TEXTABSCHNITT.

•••

Planung, Koordination und Organisation der Reinigungsaktion erfolgte durch den Vereinsobmann des HVHM Georg Gaulhofer. Vom HVHM vorort mitbeteiligt waren: Georg Gaulhofer, Monika Plenk, Ludwig Schoelnhammer, Peter Tributsch, Martin Schneck und der Fotograf Herwig Korbel, der den journalistischen Teil machte.
An Material stellte der HVHM die Big Bags zur Verfügung. Die Big Bags waren eine große Hilfe, mehrere Müllsäcke auf einmal effektiv aus der Höhle, und von der Höhle zum Transporter zu schaffen.
Monika Plenk, Luigi Schoelnhammer und Georg Gaulhofer beim Transport der gefüllten Big Bags von der Höhle zum Transporter. Wegstrecke von der Höhle durch den Wald geschätzte 150 bis 200m.
Foto: Luigi Schoelnhammer
Herwig hat breite Schultern und ist nicht nur zum Fotografieren dabei. Der Schlitten muss auch wieder zur Höhle zurück, um ihn mit den nächsten Big Bags zu beladen.
Unterstützung von der Berg- und Naturwacht hatten wir vor Ort durch Andreas Lasinger, und im Vorfeld bei der Organisation durch Walter Egger.

•••

Einträge aus einer Datenquelle:
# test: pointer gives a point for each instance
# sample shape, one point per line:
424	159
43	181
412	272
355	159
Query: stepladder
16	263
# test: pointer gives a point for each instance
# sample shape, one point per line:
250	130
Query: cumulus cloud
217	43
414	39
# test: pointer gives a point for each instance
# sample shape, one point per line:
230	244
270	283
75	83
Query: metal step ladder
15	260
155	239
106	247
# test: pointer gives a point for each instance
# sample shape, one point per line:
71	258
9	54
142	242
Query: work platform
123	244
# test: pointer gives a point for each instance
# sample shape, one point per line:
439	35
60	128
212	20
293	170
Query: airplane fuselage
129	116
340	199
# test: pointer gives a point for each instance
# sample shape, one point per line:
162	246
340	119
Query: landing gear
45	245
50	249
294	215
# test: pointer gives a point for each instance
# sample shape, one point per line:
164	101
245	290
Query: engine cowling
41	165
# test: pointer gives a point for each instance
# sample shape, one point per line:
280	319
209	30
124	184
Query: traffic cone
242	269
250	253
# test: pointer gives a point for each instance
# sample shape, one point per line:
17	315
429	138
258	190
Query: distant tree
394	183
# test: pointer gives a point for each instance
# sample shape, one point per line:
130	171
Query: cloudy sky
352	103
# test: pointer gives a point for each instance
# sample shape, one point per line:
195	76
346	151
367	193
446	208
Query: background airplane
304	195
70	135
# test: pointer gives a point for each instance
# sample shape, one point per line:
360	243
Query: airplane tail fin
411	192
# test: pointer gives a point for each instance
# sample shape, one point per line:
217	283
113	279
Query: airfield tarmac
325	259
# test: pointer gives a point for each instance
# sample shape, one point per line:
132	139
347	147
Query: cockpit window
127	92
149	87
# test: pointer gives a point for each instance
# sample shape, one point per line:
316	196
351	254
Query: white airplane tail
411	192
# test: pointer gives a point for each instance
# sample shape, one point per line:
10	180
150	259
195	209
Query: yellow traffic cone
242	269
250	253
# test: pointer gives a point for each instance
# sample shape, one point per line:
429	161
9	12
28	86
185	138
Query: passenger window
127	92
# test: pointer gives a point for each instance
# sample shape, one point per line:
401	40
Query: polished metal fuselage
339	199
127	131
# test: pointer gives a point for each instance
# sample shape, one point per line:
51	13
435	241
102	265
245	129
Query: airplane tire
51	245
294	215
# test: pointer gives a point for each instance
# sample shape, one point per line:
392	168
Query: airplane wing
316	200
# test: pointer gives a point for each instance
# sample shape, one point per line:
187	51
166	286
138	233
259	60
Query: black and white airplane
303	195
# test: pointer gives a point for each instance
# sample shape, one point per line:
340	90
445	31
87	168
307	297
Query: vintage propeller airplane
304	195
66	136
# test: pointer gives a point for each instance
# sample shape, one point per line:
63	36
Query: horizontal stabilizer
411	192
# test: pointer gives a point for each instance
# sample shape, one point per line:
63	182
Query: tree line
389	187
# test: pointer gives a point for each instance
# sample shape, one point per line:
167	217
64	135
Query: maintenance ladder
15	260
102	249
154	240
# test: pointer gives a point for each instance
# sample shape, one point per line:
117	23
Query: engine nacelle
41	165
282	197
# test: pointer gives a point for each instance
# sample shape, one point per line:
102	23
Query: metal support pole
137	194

•••

DEINE AUFGABE.
Gib aus dem Text über die Reinigungsaktion in der Höhle den Teil zwischen „Foto: Luigi Schoelnhammer“ und „durch Walter Egger.“ wörtlich aus, beide Stellen eingeschlossen.

LÖSUNG.
Foto: Luigi Schoelnhammer
Herwig hat breite Schultern und ist nicht nur zum Fotografieren dabei. Der Schlitten muss auch wieder zur Höhle zurück, um ihn mit den nächsten Big Bags zu beladen.
Unterstützung von der Berg- und Naturwacht hatten wir vor Ort durch Andreas Lasinger, und im Vorfeld bei der Organisation durch Walter Egger.